▶ WHAT YOU ARE ASKED TO DO:
Please write out, word for word, the stretch of the excerpt on Bhupen's revolutionary years from "With the outbreak of World War I" through "it was planned.".

▶ SOURCE EXCERPT:
________________________
On his release in 1908, Bhagini Nivedita advised him to leave for the US, to avoid being deported to the notorious Cellular Jail, as the Govt cracked down after the Alipore trials. She arranged for his stay there, as well as providing the aid for his education. His accomodation was arranged at the India House there, where he met many other revolutionaries and thinkers like George Freeman, who exposed the British exploitation of India. He finished his post graduation from Brown University, and it was during his stay here he was attracted towards socialism and communism.
However he suffered many personal blows in 1911, first his mother passed away when he was abroad. and in the same year, his mentor Bhagini Nivedita, who had been a major source of support in all ways too passed away, as well as another benefactor Ms.Sarah Bull.
He later joined the Ghadr party, and with the outbreak of World War 1, left for Germany, which by then had become a center for many Indian revolutionaries in Europe. Germany too wanted to use the Indian revolutionaries against their common enemy, the British, with their Kaiser himself authorizing the effort. He became a secretary of the India Independence Comittee in Berlin in 1916 and later the German Anthropological Society in 1920 and German Asiatic Society in 1924.
With the outbreak of World War I in 1914, the Ghadar party began to plan an armed uprising against the British, with Indian emigrants in US, Canada and the Far East. While these revolutionaries had the arms and money, they lacked the leadership, and Rash Behari Bose filled that gap. It was Vishnu Ganesh Pingle, a US returned Ghadarite who convinced Rash Behari to lead the movement in India. Rash Behari had both the brains as well as the physical strength to pull off this uprising, and Feb 21, 1915, was when it was planned.
As per plan Indian soldiers and officers in the British army, would revolt, capture British officers and take over. However thanks to a traitor called Kirpal Singh, the plans were leaked out, and the revolt was put down. Many of the conspirators were captured, and Vishnu Pingle, Bhai Kartar Singh were among those captured and executed.
Bhupen in the meantime was influenced by the Russian Revolution of 1917 and the formation of the Soviet Union. He felt that only a socialist-communist alliance would back India’s independence. Along with another revolutionary M.N.Roy, he went to Moscow in 1921, joining the Comintern, where he attended their annual conference along with Birendranath Das Gupta. He presented a paper to Lenin on the political condition of contemporary India, and also obtained a degree in Anthropology from Hamburg in 1923.
In spite of his leftist leanings, he disagreed with them on not working with the Nationalist leaders, whom the Communists felt belonged to the bourgeois class protecting their interests. He realized that a sustained independence movement needed the Nationalists support to be truly broad based. On his return to India, he joined the Indian National Congress, and at it’s annual conference in 1930, he proposed fundamental rights for farmers, as well as chairing two annual conferences of AITUC. More drawn to communist ideology, he actively supported the newly formed Communist Party of India, as well as being part of the Workers and Peasant Party(WPP). He began to propagate communist ideals among youth, influencing many to join CPI.
An excellent orator, he was much sought after to deliver the address to the party meetings, and in a letter to S.A.Dange he wanted that Congress should only welcome those with communist ideals. Addressing the Young Comrades League at Rajshahi in April 1930, he would motivate many youngsters to abandon anarchism and come over to communism.
________________________
▶ SUPPLIED MATERIAL:
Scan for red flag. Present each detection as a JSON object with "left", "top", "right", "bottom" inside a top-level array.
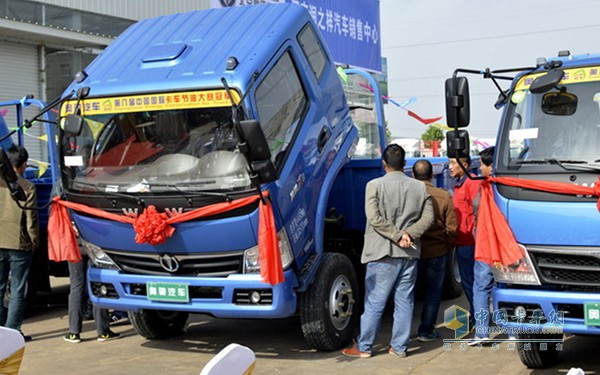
________________________
▶ RESULT OF THE TASK:
With the outbreak of World War I in 1914, the Ghadar party began to plan an armed uprising against the British, with Indian emigrants in US, Canada and the Far East. While these revolutionaries had the arms and money, they lacked the leadership, and Rash Behari Bose filled that gap. It was Vishnu Ganesh Pingle, a US returned Ghadarite who convinced Rash Behari to lead the movement in India. Rash Behari had both the brains as well as the physical strength to pull off this uprising, and Feb 21, 1915, was when it was planned.